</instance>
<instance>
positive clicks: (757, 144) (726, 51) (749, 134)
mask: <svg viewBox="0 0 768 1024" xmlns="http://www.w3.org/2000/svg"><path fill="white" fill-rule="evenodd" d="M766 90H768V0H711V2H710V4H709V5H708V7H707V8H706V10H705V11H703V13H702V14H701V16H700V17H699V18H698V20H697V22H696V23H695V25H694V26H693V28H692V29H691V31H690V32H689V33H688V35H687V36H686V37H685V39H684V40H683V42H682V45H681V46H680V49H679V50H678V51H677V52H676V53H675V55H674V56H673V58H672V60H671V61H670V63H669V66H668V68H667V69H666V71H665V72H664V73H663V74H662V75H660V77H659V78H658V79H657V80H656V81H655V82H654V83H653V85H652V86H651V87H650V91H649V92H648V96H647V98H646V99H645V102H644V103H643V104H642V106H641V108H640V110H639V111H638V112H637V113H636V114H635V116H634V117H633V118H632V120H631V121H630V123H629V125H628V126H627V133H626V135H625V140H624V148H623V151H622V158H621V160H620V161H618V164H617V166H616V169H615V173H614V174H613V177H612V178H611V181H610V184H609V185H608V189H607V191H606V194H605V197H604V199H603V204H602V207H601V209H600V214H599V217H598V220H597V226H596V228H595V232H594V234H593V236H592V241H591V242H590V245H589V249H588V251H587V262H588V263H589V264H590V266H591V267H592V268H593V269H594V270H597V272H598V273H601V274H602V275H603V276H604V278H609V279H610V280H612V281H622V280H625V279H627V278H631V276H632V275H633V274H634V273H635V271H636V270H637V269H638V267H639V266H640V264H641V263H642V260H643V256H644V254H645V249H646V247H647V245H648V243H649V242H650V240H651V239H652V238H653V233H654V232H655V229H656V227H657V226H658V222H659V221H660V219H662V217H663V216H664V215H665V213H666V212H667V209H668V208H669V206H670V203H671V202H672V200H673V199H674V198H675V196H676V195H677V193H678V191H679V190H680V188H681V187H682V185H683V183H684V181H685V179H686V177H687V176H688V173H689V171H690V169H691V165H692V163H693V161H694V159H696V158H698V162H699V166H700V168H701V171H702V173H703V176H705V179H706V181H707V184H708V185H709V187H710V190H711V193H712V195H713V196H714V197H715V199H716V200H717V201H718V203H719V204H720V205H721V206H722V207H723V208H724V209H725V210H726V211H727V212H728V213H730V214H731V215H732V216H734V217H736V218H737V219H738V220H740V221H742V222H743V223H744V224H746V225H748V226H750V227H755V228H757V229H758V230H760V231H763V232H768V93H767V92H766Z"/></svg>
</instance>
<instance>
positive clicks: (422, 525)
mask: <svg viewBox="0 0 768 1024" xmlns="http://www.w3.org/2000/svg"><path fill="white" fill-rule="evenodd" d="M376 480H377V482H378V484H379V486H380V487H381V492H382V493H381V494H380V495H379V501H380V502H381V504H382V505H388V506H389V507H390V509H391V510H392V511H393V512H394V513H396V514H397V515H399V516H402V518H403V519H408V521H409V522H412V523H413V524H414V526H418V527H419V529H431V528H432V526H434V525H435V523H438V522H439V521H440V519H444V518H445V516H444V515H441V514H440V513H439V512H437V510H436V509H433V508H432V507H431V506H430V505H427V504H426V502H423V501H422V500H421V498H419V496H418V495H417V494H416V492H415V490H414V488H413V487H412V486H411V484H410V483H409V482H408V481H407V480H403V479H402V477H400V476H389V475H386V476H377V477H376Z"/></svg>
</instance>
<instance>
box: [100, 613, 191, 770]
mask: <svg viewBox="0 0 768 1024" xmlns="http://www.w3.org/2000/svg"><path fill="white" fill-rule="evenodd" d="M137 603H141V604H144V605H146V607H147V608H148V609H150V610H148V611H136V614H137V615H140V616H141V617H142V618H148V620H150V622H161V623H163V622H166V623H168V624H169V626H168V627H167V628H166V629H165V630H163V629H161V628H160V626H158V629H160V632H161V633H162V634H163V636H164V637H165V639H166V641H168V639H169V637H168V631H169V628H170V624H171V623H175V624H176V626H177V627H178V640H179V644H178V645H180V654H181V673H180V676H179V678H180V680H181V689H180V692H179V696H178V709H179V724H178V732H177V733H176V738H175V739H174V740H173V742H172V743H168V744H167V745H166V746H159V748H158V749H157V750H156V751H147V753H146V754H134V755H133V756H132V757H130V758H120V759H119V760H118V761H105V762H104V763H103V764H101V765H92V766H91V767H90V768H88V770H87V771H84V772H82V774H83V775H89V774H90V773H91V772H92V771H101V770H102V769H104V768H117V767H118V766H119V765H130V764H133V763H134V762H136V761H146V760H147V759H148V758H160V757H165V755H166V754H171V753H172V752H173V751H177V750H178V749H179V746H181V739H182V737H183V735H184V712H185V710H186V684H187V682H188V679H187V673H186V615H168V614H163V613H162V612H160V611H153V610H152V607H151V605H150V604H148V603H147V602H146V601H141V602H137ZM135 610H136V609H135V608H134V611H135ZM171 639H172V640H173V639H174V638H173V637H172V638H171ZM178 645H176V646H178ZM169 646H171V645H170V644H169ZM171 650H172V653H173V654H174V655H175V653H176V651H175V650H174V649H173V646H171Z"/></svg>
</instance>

*WORK ORDER:* Throughout the material above, find each line with "positive" and return it.

*OUTPUT:*
positive clicks: (757, 144) (726, 51) (749, 134)
positive clicks: (422, 525)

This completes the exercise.